▶ **Work request**: Return the records below exactly as they are written.

[Referring expression data]
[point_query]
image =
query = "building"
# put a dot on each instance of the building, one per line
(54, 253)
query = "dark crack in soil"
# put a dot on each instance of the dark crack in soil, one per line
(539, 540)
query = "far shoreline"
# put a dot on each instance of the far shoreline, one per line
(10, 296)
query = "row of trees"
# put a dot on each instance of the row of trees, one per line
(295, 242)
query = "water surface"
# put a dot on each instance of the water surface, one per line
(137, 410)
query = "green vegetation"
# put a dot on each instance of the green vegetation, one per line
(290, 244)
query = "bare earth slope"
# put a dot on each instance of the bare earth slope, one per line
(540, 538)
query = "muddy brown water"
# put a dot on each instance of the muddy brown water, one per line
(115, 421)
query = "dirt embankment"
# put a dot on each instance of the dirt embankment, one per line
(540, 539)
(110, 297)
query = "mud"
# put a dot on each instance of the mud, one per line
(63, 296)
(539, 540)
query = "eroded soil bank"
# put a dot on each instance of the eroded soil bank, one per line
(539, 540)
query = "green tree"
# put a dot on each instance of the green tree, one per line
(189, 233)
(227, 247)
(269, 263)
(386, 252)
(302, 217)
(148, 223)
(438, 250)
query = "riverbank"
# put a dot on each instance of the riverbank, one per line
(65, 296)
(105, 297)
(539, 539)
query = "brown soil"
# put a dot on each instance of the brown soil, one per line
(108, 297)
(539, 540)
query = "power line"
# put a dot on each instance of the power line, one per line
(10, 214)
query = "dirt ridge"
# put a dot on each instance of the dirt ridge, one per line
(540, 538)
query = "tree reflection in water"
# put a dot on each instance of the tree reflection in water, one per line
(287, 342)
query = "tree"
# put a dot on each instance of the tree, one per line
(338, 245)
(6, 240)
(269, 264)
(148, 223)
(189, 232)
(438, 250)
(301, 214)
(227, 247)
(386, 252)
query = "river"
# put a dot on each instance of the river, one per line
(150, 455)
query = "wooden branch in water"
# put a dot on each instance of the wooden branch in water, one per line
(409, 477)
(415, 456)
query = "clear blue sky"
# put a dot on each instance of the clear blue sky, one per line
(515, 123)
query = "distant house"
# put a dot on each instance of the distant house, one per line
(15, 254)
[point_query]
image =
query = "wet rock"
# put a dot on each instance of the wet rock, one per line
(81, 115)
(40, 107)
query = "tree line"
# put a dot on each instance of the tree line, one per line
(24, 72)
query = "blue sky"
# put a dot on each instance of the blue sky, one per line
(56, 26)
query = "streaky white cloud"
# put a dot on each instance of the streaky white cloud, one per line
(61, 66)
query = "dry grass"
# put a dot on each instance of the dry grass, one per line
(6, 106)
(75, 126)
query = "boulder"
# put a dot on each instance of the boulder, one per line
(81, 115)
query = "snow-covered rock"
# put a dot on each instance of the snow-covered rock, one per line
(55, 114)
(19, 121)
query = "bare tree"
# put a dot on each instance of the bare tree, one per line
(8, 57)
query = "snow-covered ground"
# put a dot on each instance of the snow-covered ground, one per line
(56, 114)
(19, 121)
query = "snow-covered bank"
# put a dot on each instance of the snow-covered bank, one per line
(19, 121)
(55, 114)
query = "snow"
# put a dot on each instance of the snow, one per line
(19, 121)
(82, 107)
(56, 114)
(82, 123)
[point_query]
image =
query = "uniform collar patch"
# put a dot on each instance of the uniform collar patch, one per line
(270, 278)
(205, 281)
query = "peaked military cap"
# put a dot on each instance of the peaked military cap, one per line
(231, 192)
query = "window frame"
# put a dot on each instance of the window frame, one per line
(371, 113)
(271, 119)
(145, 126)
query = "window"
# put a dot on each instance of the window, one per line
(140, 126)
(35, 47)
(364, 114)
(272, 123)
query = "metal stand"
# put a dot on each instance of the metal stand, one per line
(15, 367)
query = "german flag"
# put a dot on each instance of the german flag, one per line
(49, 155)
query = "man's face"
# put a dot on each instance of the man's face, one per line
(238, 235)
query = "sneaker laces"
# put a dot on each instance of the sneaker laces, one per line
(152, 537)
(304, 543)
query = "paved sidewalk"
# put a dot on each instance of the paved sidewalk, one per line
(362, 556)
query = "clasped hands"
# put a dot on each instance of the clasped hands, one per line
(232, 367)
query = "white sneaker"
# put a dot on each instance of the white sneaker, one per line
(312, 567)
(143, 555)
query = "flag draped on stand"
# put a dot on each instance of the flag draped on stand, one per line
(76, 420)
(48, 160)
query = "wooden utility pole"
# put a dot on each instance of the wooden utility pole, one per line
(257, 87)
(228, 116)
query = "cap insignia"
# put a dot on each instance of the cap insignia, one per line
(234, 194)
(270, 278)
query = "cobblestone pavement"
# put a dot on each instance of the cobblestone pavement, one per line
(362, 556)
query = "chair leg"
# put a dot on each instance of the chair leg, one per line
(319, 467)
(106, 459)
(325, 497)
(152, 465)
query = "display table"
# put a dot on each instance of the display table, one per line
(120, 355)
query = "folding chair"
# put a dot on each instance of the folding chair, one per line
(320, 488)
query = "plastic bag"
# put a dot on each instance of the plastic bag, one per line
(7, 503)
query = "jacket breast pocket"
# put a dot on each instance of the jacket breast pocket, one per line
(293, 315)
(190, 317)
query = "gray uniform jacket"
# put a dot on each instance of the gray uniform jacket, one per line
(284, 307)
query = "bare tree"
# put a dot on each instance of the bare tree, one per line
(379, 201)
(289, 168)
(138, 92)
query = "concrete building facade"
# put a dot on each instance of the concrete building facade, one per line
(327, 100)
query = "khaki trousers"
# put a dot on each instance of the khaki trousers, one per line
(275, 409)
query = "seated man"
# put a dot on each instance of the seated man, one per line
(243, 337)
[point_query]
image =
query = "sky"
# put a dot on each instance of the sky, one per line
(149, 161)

▶ **Exercise solution**:
[point_query]
image =
query = "building"
# put a dot on each instance of the building, one per line
(54, 253)
query = "dark crack in soil"
# put a dot on each instance of the dark crack in soil, one per line
(539, 540)
query = "far shoreline"
# put a dot on each instance of the far shoreline, one per line
(10, 296)
query = "row of trees"
# put a dot on each instance of the row of trees, one per line
(295, 242)
query = "water surface"
# put a dot on each instance of the water surface, one per line
(137, 410)
query = "green vegetation"
# put a dot on each instance of the green vegetation, one per line
(290, 244)
query = "bare earth slope"
# put a dot on each instance of the bare earth slope, one per line
(540, 538)
query = "muddy brown water"
# put a dot on each instance of the muddy brown water, one per line
(115, 421)
query = "dirt embankment"
# put a dot on each instance of the dirt embankment, one per line
(540, 539)
(110, 297)
query = "mud"
# put a dot on each instance of the mud, one per line
(63, 296)
(539, 540)
query = "eroded soil bank"
# put a dot on each instance of the eroded soil bank, one per line
(539, 540)
query = "green tree"
# put a dot on each instance of the green tree, one per line
(189, 233)
(227, 247)
(269, 263)
(386, 252)
(302, 217)
(148, 223)
(438, 250)
query = "riverbank"
# put a dot on each instance of the riverbank, one per line
(65, 296)
(105, 297)
(539, 539)
query = "brown soil"
# put a dot on each instance of the brown soil, one per line
(108, 297)
(539, 540)
query = "power line"
# put a dot on each instance of the power line, one per line
(10, 214)
query = "dirt ridge"
# put a dot on each instance of the dirt ridge, one per line
(540, 538)
query = "tree reflection in water"
# put a dot on each instance of the tree reflection in water, one per line
(287, 342)
query = "tree"
# put a dot on each instance of the tree, one per line
(338, 245)
(6, 240)
(269, 264)
(148, 223)
(189, 232)
(438, 250)
(301, 214)
(227, 247)
(386, 252)
query = "river"
# put a dot on each instance of the river, one per line
(150, 455)
query = "wooden branch in water"
# put a dot on each instance of the wooden branch in water, one per line
(409, 477)
(415, 456)
query = "clear blue sky"
# put a dot on each instance of the clear blue sky, one per line
(515, 123)
query = "distant house"
# put a dot on each instance of the distant house, one per line
(15, 254)
[point_query]
image =
query = "wet rock"
# put a dot on each instance of the wet rock, one per line
(81, 115)
(40, 107)
query = "tree line"
# put a dot on each instance of the tree line, one per line
(24, 72)
query = "blue sky"
# put a dot on each instance of the blue sky, one per line
(56, 26)
query = "streaky white cloud"
# put a dot on each instance of the streaky white cloud, one per line
(61, 66)
query = "dry grass"
# put a dot on each instance of the dry grass, one per line
(6, 106)
(75, 126)
query = "boulder"
# put a dot on each instance of the boulder, one per line
(81, 115)
query = "snow-covered rock"
# put a dot on each instance of the snow-covered rock, one per line
(55, 114)
(19, 121)
query = "bare tree"
# put a dot on each instance of the bare tree, one per line
(8, 57)
query = "snow-covered ground"
# put a dot on each instance of the snow-covered ground, one per line
(56, 114)
(19, 121)
query = "snow-covered bank"
# put a dot on each instance of the snow-covered bank, one per line
(19, 121)
(55, 114)
query = "snow"
# put a dot on each instance of the snow, one per line
(19, 121)
(82, 107)
(56, 114)
(82, 123)
[point_query]
image =
query = "uniform collar patch"
# put a dot on each instance of the uniform collar patch, one per line
(270, 278)
(205, 281)
query = "peaked military cap"
# put a dot on each instance of the peaked military cap, one per line
(231, 192)
query = "window frame"
# put a dot on each instance of the window frame, one per line
(371, 113)
(271, 119)
(145, 126)
query = "window"
# put a dot on each instance of the window, one per line
(140, 126)
(35, 47)
(364, 114)
(272, 123)
query = "metal stand"
# put a dot on each instance of the metal stand, one per line
(15, 367)
query = "german flag"
# put a dot on each instance of the german flag, one per line
(49, 155)
query = "man's face"
# put a dot on each instance of the man's face, one per line
(238, 235)
query = "sneaker laces"
# put a dot on each instance of the sneaker laces, one per line
(152, 537)
(304, 543)
query = "paved sidewalk"
# put a dot on each instance of the paved sidewalk, one per line
(362, 556)
query = "clasped hands"
# put a dot on each instance of the clasped hands, one per line
(232, 367)
query = "white sneaker"
# put a dot on each instance of the white sneaker, one per line
(312, 567)
(143, 555)
query = "flag draped on stand"
# put a dot on each instance of the flag draped on stand, one per line
(76, 420)
(48, 160)
query = "wooden utility pole"
# put a dot on each instance of the wooden utility pole, one per line
(257, 87)
(228, 116)
query = "cap insignia"
# put a dot on each instance of the cap insignia, one per line
(234, 194)
(270, 278)
query = "cobblestone pavement"
# put a dot on each instance of the cobblestone pavement, one per line
(362, 556)
query = "chair leg"
# put a dot on each instance of the chair leg, one per line
(319, 467)
(106, 459)
(325, 497)
(152, 465)
query = "display table"
# put a dot on each instance of the display table, one per line
(120, 355)
query = "folding chair"
# put a dot on each instance of the folding chair, one per line
(320, 488)
query = "plastic bag"
# put a dot on each instance of the plastic bag, one per line
(7, 503)
query = "jacket breast pocket"
# put a dot on each instance of the jacket breast pocket, one per line
(293, 315)
(190, 317)
query = "gray uniform jacket"
# put a dot on each instance of the gray uniform jacket, one per line
(284, 307)
query = "bare tree"
# put a dot on each instance of the bare tree, one per line
(379, 201)
(289, 168)
(138, 92)
query = "concrete building facade"
# put a dot on each instance of the concrete building facade, one per line
(327, 100)
query = "khaki trousers"
# put a dot on each instance of the khaki trousers, one per line
(275, 409)
query = "seated man"
# put a dot on each instance of the seated man, one per line
(243, 337)
[point_query]
image =
query = "sky"
# put a dot on each instance of the sky, one per line
(149, 161)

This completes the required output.